=== ENTRIES SUPPLIED ===

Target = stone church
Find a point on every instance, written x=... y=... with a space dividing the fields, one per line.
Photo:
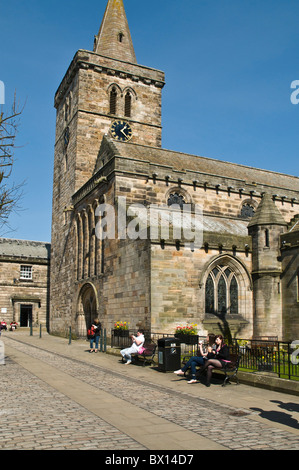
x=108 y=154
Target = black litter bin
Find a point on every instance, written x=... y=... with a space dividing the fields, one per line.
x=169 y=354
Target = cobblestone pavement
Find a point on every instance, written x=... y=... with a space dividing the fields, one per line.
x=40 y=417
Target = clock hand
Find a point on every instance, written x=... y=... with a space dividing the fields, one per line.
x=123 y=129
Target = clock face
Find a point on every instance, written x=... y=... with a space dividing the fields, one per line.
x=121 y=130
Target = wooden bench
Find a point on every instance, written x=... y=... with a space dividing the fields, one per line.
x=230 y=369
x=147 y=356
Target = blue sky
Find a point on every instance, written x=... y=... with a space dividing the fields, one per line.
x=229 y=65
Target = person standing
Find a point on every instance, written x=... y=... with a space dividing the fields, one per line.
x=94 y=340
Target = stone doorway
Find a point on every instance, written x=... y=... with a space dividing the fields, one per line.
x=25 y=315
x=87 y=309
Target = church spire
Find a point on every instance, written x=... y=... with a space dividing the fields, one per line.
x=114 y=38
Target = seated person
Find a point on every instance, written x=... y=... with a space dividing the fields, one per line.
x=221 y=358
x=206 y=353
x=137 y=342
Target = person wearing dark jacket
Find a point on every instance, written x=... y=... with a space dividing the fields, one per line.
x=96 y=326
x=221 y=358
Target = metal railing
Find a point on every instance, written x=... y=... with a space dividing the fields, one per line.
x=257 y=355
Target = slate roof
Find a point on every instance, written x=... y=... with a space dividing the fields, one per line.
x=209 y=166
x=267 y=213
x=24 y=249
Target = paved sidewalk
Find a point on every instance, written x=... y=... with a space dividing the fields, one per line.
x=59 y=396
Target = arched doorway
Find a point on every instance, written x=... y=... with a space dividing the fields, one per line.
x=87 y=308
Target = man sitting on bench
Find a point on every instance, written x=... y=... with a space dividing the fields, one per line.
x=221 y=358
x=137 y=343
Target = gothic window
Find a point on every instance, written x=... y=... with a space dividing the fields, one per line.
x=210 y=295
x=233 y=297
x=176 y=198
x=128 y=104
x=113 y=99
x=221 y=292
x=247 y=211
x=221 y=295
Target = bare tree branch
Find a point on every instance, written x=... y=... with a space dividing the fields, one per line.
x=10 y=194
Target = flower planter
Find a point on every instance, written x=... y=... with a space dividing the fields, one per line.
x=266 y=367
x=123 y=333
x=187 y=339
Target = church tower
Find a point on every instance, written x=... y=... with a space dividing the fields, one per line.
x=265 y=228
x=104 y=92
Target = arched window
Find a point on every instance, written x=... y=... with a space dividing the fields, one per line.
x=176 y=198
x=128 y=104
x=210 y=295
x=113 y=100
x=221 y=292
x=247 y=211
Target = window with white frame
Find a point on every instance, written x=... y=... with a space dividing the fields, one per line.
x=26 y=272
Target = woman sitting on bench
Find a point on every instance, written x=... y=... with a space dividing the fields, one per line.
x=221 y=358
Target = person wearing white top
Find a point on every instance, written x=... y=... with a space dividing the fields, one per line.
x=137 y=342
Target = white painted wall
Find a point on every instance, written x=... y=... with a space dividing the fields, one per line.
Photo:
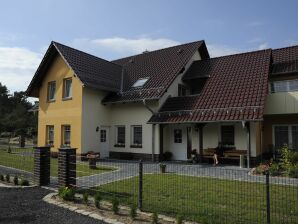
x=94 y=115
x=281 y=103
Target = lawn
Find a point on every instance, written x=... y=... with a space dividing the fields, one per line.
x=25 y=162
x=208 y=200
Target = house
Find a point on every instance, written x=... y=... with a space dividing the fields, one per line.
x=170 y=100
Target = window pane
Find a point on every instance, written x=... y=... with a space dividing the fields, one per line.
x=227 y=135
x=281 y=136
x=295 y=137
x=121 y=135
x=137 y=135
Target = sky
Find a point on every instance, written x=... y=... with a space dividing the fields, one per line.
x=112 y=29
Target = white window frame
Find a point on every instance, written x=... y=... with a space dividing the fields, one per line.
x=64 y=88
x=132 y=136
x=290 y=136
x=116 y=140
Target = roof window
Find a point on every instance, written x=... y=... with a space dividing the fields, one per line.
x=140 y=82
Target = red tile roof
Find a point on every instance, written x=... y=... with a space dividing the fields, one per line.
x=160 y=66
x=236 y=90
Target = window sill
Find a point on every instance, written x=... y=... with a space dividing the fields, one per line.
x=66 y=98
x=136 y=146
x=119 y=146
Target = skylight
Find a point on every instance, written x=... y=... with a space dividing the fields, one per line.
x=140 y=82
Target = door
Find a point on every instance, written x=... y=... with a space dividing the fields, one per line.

===

WHAT YOU HAVE TO DO
Duplicate the records above line for line, omitting the pictures.

ANSWER BELOW
Target = stone church
Find a point on every instance, written x=... y=... with a space dividing the fields, one per line.
Photo:
x=108 y=154
Target = black litter bin
Find a point on every instance, written x=... y=... with a space dividing the fields, one per line.
x=169 y=354
Target = cobblestone pavement
Find a point on every instance, written x=... y=... with a space dividing the fields, one per line.
x=40 y=417
Target = clock hand
Find a point on every instance, written x=... y=... with a space dividing the fields, one per line.
x=123 y=129
Target = clock face
Find a point on every instance, written x=... y=... with a space dividing the fields, one per line.
x=121 y=130
Target = wooden bench
Find a point on every instance, written x=... y=... with a space dividing the fields, one per line.
x=230 y=369
x=147 y=356
Target = blue sky
Find a point on every instance, written x=... y=... with a space dividing the fields, one per line.
x=229 y=65
Target = person standing
Find a point on every instance, written x=... y=... with a space dividing the fields, one per line.
x=94 y=340
Target = stone doorway
Find a point on every instance, written x=... y=... with a space dividing the fields, one per line.
x=25 y=315
x=87 y=309
Target = church spire
Find a point on every instance, written x=... y=... with a space dividing the fields, one per line.
x=114 y=38
Target = seated person
Find a point on every instance, written x=... y=... with a space dividing the fields, one per line.
x=221 y=358
x=206 y=353
x=137 y=342
Target = person wearing dark jacket
Find a point on every instance, written x=... y=... with a space dividing the fields, one per line.
x=96 y=326
x=221 y=358
Target = metal railing
Find a point on every instance, written x=... y=... with a space dividing the fields, one per line.
x=257 y=355
Target = slate roof
Find a point on every instance, written x=... y=... with a space dividing the fields, one per line.
x=209 y=166
x=267 y=213
x=24 y=249
Target = paved sidewalk
Find a point on every instance, written x=... y=... with a space dividing the fields, one per line.
x=59 y=396
Target = arched doorway
Find a point on every instance, written x=... y=... with a space dividing the fields, one per line.
x=87 y=308
Target = man sitting on bench
Find a point on every instance, written x=... y=... with a space dividing the fields, one per line.
x=221 y=358
x=137 y=343
Target = gothic window
Find a point on every instance, written x=... y=... with a space dividing the fields, one per line.
x=210 y=295
x=233 y=297
x=176 y=198
x=128 y=104
x=113 y=99
x=221 y=292
x=247 y=211
x=221 y=295
Target = bare tree branch
Find a point on every instance, written x=... y=... with a space dividing the fields, one per line.
x=10 y=194
Target = flower planter
Find a point on every instance, written x=... y=... with a space dividing the fields, one per line.
x=266 y=367
x=123 y=333
x=187 y=339
Target = church tower
Find a point on every instance, written x=... y=... with a space dividing the fields, one per line.
x=265 y=228
x=104 y=92
Target = arched window
Find a point on every instance, written x=... y=... with a space dividing the fields, one per line.
x=176 y=198
x=128 y=104
x=210 y=295
x=113 y=100
x=221 y=292
x=247 y=211
Target = window with white frame
Find a point on every instance, written x=... y=... with a space dividing the fields, one per line.
x=26 y=272
Target = woman sitting on bench
Find a point on every instance, written x=... y=... with a space dividing the fields, one per line.
x=221 y=358
Target = person wearing white top
Find a point on every instance, written x=... y=... with a space dividing the fields, one per line.
x=137 y=342
Target = white painted wall
Find a point on every instance, written x=... y=... with a space dividing the fields, one per line.
Photo:
x=94 y=115
x=281 y=103
Target = lawn
Find a point on every instance, written x=... y=... with a space dividing the fields, one per line.
x=25 y=162
x=208 y=200
Target = house
Find a point on every instance, written x=... y=... with a space dividing the fields, one per line.
x=170 y=100
Target = window pane
Find a point on every instance, written x=... y=... with a space dividing the fields, one per line.
x=227 y=135
x=281 y=136
x=295 y=137
x=121 y=135
x=137 y=135
Target = sky
Find a point on every instance, written x=... y=... with a space dividing the fields, one per line.
x=112 y=29
Target = white window frame
Find a point on every instance, written x=... y=... with a space dividing the fields, one per line.
x=64 y=88
x=132 y=136
x=290 y=136
x=116 y=140
Target = roof window
Find a point on every instance, written x=... y=... with a space dividing the fields, one per line.
x=140 y=82
Target = red tile roof
Find a point on every instance, written x=... y=... with a space dividing the fields, one per line.
x=160 y=66
x=236 y=90
Target = window sill
Find a point on every instance, written x=... y=... with a space dividing the fields, one per line.
x=66 y=98
x=136 y=146
x=119 y=146
Target = skylight
Find a point on every instance, written x=... y=... with a space dividing the fields, one per line.
x=140 y=82
Target = door
Find a point on every instance, written x=... y=... with a space dividing the fields, one per line.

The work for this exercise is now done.